======== SUPPLIED RECORDS ========

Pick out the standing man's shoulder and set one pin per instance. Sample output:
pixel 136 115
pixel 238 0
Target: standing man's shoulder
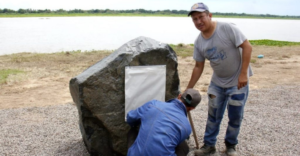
pixel 226 25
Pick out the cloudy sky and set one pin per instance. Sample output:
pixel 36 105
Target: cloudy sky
pixel 274 7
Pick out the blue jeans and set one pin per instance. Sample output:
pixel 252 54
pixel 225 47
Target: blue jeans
pixel 218 99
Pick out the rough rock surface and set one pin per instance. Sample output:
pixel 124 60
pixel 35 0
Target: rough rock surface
pixel 100 97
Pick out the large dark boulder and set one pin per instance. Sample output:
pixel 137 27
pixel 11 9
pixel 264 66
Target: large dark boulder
pixel 100 97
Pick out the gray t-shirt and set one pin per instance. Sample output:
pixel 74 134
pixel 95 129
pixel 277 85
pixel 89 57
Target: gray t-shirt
pixel 221 49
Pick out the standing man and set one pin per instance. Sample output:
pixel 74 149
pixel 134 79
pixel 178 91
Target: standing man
pixel 229 53
pixel 163 126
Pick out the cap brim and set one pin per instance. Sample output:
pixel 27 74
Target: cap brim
pixel 196 10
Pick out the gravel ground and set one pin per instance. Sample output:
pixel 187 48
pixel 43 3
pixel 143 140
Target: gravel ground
pixel 270 127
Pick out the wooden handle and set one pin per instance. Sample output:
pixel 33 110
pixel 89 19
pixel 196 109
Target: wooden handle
pixel 193 129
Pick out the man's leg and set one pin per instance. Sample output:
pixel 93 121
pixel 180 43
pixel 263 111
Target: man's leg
pixel 216 108
pixel 182 149
pixel 236 105
pixel 131 136
pixel 217 101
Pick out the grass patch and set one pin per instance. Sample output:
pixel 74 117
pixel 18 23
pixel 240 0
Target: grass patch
pixel 253 60
pixel 183 50
pixel 4 73
pixel 273 43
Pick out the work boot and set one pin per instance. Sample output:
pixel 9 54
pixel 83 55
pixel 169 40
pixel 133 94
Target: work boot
pixel 205 150
pixel 230 150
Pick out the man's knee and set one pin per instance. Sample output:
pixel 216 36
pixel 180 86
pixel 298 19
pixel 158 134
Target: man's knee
pixel 131 136
pixel 182 149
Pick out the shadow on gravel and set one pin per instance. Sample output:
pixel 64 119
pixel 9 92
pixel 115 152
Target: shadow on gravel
pixel 75 148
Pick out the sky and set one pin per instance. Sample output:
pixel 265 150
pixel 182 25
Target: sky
pixel 273 7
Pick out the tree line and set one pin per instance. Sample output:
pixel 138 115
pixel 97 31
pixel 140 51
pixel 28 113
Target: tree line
pixel 133 11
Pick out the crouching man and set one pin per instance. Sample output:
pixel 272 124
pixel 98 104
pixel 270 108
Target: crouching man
pixel 161 128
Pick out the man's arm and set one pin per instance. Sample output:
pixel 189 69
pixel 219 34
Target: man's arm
pixel 197 72
pixel 246 56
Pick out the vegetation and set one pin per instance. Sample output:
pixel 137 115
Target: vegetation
pixel 273 43
pixel 4 73
pixel 137 12
pixel 63 62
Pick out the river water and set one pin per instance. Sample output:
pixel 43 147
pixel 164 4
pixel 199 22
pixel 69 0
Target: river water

========

• **WHAT IS BEING ASKED**
Pictures don't belong in the copy. Transcribe every record exactly as it appears.

• **FULL RESPONSE**
Pick out the standing man's shoulder and set one pin per instance. Sample output:
pixel 136 115
pixel 238 0
Target: standing man's shoulder
pixel 226 25
Pick out the cloudy sky and set one pin per instance. Sample output:
pixel 36 105
Target: cloudy sky
pixel 274 7
Pick out the blue jeans and set one pin per instance. Sample output:
pixel 252 54
pixel 225 47
Target: blue jeans
pixel 218 99
Pick out the rough rock surface and set one pin per instance. Sample output:
pixel 124 60
pixel 35 0
Target: rough rock surface
pixel 100 97
Pick out the large dark boulder and set one pin per instance. Sample output:
pixel 137 27
pixel 11 9
pixel 264 66
Target: large dark boulder
pixel 100 97
Pick out the gray t-shirt and set one pin per instance. Sample output:
pixel 74 134
pixel 95 129
pixel 277 85
pixel 89 57
Target: gray t-shirt
pixel 221 49
Pick out the standing man and set one pin per instance. Sample output:
pixel 74 149
pixel 134 79
pixel 178 91
Target: standing man
pixel 229 53
pixel 163 126
Pick out the cap brim and set one pin per instance. Sample output:
pixel 27 74
Target: cap brim
pixel 196 10
Pick out the gravel ground and set one pin per instance. Sample output:
pixel 187 48
pixel 43 3
pixel 143 140
Target: gravel ground
pixel 270 127
Pick out the wooden handle and set one pin per instance. Sample output:
pixel 33 110
pixel 89 19
pixel 196 109
Target: wooden handle
pixel 193 129
Pick out the man's leg and set one pin per instance. Sample output:
pixel 93 121
pixel 180 43
pixel 263 111
Target: man's leg
pixel 216 108
pixel 182 149
pixel 236 105
pixel 131 136
pixel 217 101
Pick out the grass patch and set one pin per instance. Sample output:
pixel 74 117
pixel 18 23
pixel 240 0
Target: grass patch
pixel 253 60
pixel 183 50
pixel 4 73
pixel 273 43
Pick out the work boot and set one pin per instance. Sample output:
pixel 9 54
pixel 83 55
pixel 169 40
pixel 133 94
Target: work boot
pixel 205 150
pixel 230 150
Pick out the man's knee and set one pin per instance. Sample output:
pixel 216 36
pixel 180 86
pixel 298 19
pixel 158 134
Target: man's knee
pixel 131 136
pixel 182 149
Pick out the shadow on gravel and set one pin per instance. Sample output:
pixel 64 119
pixel 9 92
pixel 115 152
Target: shadow on gravel
pixel 75 148
Pick out the sky and set one pin per instance. Sample output:
pixel 265 150
pixel 182 25
Target: sky
pixel 273 7
Pick out the tree line and set one pin per instance. Sample output:
pixel 138 115
pixel 97 31
pixel 140 51
pixel 28 113
Target: tree line
pixel 133 11
Pick out the crouching man and set one pin per instance. Sample output:
pixel 272 124
pixel 98 104
pixel 270 108
Target: crouching man
pixel 161 128
Pick out the man's arm and set one pin per instance. Sample output:
pixel 189 69
pixel 219 34
Target: man's arm
pixel 197 72
pixel 246 56
Pick out the vegetation and set one pin per instance. Sample output:
pixel 137 115
Target: vegetation
pixel 273 43
pixel 4 73
pixel 137 12
pixel 63 62
Pick out the river water and set one pin per instance. Sample output:
pixel 43 147
pixel 164 4
pixel 199 22
pixel 69 0
Target: river water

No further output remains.